*Brief 1*. List every item of equipment or clothing that the article on elephant keepers describes the keepers using at bath-time.
*Brief 2*. Please rewrite the article on elephant keepers from "Of course the" up to and including "pair of Wellingtons.", changing "brooms" to "mops".
*Brief 3*. Continue the article on elephant keepers from its final sentence.

*Document excerpt*.
------

Being an Elephant Keeper
I'm sure we've all watched the elephants' bath-time at the zoo, but have you ever wondered what it would be like to scrub Nellies for a living?
Of course the job of elephant-washer doesn't really exist. The people with the brooms and brushes are actually highly-trained Elephant Keepers and they do a lot more than just splash around having fun in a pair of Wellingtons.
In fact, Pat Cade from Chester Zoo says that "Elephant
Keepers consider themselves the top of the trees in the zoo-keeping world".
All the animal keepers at Chester have to pass a City and Guilds written exam in Animal Management (which can take up to two years) and the zoo only assigns the most highly professional and experienced staff to their elephant-keeping team because they have two bull elephants - and bulls can be notoriously unreliable. In fact only last year in France, a bull elephant ran amuck and killed a member of the public during a show.

------

*Excerpted data*.
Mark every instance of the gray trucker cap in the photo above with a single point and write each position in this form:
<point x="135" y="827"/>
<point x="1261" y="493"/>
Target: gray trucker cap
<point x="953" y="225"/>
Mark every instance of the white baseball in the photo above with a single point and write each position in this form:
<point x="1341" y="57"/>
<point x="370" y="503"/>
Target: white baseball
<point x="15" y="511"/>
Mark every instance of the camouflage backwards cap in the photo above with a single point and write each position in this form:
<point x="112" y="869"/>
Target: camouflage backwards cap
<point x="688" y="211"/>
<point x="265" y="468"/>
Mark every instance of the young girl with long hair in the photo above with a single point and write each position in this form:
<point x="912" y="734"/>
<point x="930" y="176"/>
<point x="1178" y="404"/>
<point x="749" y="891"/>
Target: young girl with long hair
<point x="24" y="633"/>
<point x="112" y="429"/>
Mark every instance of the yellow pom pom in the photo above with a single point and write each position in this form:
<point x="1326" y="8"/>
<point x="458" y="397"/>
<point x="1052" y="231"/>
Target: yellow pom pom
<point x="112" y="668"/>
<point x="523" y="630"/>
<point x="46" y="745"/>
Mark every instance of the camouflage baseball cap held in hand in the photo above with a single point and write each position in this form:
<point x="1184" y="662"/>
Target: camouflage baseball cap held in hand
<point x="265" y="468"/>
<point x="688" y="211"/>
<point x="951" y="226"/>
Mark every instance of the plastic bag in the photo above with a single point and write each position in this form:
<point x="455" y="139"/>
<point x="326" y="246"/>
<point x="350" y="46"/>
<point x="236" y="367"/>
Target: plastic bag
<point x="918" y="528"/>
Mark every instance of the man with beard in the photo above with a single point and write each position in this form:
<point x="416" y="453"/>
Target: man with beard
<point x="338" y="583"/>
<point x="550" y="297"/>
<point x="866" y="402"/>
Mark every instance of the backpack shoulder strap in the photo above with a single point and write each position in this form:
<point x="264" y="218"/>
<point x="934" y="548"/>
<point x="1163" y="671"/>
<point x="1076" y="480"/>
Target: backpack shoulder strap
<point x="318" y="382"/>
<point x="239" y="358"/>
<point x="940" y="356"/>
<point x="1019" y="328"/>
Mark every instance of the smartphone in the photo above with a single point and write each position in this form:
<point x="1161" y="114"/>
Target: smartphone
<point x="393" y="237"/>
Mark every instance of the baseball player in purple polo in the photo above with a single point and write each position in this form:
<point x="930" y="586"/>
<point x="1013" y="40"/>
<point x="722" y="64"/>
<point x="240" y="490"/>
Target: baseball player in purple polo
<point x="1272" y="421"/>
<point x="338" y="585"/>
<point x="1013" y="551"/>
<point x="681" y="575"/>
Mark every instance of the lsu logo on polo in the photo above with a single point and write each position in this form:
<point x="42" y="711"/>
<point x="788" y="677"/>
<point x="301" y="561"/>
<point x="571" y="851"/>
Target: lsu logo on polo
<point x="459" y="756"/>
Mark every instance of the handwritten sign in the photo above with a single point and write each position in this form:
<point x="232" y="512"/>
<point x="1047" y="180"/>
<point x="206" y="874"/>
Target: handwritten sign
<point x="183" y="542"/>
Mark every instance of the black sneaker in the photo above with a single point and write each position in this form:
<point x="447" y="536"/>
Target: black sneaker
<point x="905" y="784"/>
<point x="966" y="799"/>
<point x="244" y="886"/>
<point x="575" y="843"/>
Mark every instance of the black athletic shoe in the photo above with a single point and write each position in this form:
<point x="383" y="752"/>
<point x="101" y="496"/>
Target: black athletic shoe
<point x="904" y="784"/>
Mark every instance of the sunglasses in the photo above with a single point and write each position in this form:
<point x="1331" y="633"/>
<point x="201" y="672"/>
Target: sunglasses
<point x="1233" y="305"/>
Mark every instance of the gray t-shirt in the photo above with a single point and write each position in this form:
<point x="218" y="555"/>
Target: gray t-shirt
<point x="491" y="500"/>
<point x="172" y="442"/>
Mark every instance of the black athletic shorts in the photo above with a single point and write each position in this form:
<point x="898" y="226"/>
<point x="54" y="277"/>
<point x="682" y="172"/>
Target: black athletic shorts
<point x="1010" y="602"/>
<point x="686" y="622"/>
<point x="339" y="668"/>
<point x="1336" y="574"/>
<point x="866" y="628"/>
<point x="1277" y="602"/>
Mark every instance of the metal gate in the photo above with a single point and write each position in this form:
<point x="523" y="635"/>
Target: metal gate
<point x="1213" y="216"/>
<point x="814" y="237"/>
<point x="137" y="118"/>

------

*Written response 1*. brooms, brushes, Wellingtons

*Written response 2*.
Of course the job of elephant-washer doesn't really exist. The people with the mops and brushes are actually highly-trained Elephant Keepers and they do a lot more than just splash around having fun in a pair of Wellingtons.

*Written response 3*.
At Chester however, there is no danger of this. One of their bulls, Upali, is still only five years old and they have built a special bull pen for their other, mature, bull elephant, Chang. He is the most successful breeding elephant in the country, and as part of their conservation work, Chester are inviting other zoos to send their females for mating. As a result of this, two baby elephants have already been born (at Twycross Zoo in August 1998) after their mothers came to stay at Chester for a year.
This captive breeding programme is important because there are only 35-40,000 Asian elephants left in the wild and the increasing human population in that part of the world puts their survival in ever increasing danger. (For the moment, African elephants are less endangered.)
Apart from the boys, there are six female elephants at
Chester: three of whom, Jangoli, Kumara and Sheba, are known as The Mother's Union, because according to Pat Cade "they always have their heads together, putting the world to rights!" Thi-Hi-Way is on long-term breeding loan from London Zoo and her daughter, Sithami (meaning "Hope" in Singhalese) will be three next New Year's Eve, which makes her the baby of the group.
At the time of writing, Thi-Hi-Way was expecting a baby in the autumn and Jangoli was expected to calve any day - so the elephant team were taking turns to stay all night at the zoo. Not a nine-to-five job then, keeping elephants.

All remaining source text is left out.